PROVIDED RECORDS:
=-=-=

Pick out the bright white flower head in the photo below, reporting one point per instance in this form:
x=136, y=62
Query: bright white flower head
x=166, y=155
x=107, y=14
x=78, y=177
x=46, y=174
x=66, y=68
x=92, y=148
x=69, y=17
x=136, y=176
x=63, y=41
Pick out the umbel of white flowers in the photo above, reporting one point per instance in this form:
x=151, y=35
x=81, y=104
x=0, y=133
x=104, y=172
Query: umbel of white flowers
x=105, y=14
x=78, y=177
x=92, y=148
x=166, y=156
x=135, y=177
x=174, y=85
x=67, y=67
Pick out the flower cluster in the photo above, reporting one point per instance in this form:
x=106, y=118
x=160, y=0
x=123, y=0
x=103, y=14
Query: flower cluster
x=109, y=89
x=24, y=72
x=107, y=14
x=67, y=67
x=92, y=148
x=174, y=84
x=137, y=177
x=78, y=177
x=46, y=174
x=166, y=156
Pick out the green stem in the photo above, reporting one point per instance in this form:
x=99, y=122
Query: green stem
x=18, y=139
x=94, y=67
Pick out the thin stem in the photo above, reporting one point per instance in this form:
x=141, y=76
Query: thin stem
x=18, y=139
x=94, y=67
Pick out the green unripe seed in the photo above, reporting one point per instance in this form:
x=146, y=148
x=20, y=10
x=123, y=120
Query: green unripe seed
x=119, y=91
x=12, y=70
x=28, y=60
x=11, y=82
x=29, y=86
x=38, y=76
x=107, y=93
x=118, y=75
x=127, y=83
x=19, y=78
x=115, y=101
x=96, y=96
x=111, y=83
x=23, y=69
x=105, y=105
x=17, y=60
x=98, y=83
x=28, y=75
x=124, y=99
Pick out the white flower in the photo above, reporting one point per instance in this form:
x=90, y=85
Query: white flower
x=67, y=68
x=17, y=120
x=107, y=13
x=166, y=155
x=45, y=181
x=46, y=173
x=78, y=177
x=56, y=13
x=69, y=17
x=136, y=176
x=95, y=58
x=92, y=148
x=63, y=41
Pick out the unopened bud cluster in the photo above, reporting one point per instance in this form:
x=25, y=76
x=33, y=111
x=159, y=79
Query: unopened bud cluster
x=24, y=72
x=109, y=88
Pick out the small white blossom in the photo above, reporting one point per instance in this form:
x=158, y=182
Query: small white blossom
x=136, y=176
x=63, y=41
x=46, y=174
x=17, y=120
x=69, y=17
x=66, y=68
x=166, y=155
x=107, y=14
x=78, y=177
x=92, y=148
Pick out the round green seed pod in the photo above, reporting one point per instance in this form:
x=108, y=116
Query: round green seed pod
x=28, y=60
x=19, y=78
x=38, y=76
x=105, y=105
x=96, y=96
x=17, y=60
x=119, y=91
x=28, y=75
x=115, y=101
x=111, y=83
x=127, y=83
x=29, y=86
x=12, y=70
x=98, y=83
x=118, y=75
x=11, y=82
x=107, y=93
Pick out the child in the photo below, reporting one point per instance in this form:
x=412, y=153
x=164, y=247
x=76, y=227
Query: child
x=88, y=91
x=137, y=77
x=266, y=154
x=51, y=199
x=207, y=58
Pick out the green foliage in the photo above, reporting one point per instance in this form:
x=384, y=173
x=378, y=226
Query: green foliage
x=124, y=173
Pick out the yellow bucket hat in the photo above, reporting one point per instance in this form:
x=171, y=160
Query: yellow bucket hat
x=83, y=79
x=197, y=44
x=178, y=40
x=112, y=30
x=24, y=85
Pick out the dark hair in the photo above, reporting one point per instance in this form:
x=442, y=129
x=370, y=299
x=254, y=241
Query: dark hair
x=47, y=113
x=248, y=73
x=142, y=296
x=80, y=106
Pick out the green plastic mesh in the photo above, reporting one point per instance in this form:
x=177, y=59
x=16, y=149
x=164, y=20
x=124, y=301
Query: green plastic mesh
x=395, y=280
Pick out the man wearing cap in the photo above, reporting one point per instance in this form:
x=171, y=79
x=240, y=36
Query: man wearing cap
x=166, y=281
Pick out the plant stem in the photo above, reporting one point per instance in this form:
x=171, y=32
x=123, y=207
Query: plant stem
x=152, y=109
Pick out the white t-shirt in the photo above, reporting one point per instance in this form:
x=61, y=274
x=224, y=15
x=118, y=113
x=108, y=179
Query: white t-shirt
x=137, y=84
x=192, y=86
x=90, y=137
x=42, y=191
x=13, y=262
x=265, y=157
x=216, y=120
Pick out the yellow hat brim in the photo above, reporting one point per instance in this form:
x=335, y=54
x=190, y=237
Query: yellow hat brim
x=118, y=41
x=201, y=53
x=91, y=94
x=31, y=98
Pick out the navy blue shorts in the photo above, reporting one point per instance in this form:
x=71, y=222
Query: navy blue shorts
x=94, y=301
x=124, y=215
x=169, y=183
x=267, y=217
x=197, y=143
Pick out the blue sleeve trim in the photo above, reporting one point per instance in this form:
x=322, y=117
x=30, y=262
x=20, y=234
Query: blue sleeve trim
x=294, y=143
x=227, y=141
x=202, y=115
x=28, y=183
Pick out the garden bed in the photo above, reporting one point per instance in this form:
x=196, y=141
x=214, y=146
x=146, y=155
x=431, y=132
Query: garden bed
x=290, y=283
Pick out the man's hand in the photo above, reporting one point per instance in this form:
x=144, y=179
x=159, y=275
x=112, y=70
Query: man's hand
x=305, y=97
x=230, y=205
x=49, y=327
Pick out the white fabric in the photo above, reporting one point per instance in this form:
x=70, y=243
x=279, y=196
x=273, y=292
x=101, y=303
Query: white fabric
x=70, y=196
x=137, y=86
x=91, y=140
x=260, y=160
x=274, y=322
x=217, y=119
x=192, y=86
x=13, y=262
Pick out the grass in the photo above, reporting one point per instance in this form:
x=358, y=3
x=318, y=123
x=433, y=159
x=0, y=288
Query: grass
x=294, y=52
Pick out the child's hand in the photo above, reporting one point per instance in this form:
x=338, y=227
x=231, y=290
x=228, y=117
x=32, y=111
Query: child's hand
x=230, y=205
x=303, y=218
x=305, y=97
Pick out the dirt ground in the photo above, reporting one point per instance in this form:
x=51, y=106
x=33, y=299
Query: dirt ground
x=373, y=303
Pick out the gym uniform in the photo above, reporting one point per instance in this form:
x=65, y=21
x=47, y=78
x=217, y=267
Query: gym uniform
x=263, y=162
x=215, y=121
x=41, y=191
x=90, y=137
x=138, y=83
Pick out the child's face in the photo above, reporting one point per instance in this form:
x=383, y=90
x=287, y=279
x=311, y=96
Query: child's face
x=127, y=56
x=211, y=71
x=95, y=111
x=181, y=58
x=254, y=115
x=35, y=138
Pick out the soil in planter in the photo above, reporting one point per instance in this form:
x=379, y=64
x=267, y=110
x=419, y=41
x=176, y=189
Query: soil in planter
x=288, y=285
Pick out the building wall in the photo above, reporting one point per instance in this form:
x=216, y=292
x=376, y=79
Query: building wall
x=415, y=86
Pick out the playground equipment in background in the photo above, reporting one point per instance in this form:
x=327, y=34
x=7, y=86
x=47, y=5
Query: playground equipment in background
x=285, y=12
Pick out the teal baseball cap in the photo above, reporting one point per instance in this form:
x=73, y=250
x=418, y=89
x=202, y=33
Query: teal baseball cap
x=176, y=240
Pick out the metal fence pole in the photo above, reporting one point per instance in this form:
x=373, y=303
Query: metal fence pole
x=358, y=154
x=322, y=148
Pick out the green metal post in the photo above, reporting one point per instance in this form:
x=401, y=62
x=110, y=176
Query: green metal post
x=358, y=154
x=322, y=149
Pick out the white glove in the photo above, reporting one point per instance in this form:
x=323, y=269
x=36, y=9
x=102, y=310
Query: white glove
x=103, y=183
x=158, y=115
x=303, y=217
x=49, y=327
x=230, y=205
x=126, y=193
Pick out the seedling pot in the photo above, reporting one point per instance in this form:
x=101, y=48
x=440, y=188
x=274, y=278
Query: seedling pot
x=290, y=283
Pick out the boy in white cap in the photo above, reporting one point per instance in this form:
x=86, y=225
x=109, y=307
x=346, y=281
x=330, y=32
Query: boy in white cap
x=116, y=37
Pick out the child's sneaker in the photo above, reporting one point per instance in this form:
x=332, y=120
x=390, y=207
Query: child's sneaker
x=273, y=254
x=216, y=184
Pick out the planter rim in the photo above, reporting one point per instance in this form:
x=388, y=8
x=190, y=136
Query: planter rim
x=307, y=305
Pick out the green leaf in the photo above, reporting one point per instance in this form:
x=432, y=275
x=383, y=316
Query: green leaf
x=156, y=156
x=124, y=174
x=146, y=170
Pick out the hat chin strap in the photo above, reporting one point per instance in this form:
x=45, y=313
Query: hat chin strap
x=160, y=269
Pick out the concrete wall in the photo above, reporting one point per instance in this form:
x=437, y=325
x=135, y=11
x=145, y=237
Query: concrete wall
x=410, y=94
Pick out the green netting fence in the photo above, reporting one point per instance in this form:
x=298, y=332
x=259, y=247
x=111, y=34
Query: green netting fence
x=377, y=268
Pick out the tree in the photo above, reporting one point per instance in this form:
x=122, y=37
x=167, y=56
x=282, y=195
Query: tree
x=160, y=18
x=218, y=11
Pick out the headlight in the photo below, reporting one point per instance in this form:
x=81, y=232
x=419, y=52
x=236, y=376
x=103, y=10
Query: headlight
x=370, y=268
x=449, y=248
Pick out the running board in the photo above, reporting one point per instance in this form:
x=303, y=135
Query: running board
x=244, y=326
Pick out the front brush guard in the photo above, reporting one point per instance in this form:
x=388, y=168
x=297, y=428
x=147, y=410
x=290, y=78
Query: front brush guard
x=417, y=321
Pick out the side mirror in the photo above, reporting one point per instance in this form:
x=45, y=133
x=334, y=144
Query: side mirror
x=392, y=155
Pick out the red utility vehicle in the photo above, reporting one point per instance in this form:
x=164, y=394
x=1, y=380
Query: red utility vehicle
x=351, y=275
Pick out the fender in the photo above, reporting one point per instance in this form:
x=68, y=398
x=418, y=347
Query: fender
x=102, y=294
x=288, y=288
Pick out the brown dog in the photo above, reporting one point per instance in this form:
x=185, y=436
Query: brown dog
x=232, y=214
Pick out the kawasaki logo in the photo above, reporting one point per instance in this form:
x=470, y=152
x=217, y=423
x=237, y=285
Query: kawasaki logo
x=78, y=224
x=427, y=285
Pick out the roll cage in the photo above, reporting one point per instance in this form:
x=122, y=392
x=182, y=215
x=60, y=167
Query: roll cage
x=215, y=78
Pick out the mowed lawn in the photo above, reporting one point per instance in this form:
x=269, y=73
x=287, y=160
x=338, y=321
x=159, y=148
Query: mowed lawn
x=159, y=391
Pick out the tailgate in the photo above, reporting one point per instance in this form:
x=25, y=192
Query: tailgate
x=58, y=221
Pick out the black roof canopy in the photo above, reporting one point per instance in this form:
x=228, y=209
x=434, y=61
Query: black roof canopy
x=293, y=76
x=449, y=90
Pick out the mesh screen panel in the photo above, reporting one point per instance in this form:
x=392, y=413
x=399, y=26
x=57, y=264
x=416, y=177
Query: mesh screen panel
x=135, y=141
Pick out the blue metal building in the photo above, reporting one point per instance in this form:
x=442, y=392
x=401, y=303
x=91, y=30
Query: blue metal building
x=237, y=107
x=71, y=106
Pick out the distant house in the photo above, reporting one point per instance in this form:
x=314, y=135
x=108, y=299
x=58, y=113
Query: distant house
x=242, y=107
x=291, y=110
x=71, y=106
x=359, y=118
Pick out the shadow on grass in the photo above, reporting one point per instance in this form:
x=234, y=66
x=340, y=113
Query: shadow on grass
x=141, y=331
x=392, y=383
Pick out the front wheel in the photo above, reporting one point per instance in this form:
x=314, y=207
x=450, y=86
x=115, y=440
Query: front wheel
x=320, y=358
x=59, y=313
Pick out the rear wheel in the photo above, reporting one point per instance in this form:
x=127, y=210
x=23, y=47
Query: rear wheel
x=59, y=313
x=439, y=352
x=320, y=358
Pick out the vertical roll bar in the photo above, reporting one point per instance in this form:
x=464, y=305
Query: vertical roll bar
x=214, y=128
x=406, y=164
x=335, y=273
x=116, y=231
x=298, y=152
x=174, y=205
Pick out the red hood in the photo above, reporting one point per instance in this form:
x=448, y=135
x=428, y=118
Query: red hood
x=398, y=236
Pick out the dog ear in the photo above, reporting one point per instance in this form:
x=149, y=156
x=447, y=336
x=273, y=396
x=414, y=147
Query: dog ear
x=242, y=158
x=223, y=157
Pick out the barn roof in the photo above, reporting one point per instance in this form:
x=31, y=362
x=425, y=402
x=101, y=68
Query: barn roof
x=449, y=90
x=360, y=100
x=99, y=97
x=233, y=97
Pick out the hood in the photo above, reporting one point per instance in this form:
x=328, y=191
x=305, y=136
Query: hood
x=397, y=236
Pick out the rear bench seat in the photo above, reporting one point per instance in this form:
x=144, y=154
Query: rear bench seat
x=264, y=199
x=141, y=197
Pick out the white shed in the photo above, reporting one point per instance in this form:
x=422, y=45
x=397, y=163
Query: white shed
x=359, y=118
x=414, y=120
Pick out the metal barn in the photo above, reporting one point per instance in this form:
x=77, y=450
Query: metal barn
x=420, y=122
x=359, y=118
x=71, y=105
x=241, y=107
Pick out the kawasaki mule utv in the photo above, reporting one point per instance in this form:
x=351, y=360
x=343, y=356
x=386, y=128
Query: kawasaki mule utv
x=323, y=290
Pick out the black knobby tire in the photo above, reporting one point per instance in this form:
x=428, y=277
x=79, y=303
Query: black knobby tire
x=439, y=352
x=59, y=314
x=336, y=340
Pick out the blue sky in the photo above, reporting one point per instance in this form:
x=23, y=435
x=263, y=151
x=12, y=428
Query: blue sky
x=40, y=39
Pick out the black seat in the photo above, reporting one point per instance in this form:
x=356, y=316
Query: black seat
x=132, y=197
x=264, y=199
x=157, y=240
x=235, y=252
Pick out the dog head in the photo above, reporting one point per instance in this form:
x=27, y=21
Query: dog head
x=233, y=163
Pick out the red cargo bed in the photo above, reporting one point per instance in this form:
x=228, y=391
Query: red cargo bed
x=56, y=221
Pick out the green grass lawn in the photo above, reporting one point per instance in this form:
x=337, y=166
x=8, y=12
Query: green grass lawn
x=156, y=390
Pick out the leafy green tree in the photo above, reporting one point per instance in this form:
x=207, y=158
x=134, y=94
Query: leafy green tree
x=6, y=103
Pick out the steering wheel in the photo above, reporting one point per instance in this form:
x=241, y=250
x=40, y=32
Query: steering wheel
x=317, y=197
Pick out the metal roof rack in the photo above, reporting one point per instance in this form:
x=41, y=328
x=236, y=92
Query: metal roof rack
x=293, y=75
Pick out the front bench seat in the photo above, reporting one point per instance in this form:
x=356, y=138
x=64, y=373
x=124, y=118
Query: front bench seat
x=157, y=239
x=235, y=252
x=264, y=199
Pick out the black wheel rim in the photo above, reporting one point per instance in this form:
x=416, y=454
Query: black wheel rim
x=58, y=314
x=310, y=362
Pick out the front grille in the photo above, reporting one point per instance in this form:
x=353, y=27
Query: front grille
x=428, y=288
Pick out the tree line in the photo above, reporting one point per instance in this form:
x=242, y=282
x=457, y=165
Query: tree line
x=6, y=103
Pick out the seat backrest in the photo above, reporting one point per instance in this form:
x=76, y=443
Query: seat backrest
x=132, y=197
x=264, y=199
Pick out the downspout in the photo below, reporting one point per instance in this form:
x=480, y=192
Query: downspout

=-=-=

TASK ITEM:
Among the entries above, how many lines hold the string "downspout"? Answer with the bare number.

RESPONSE:
2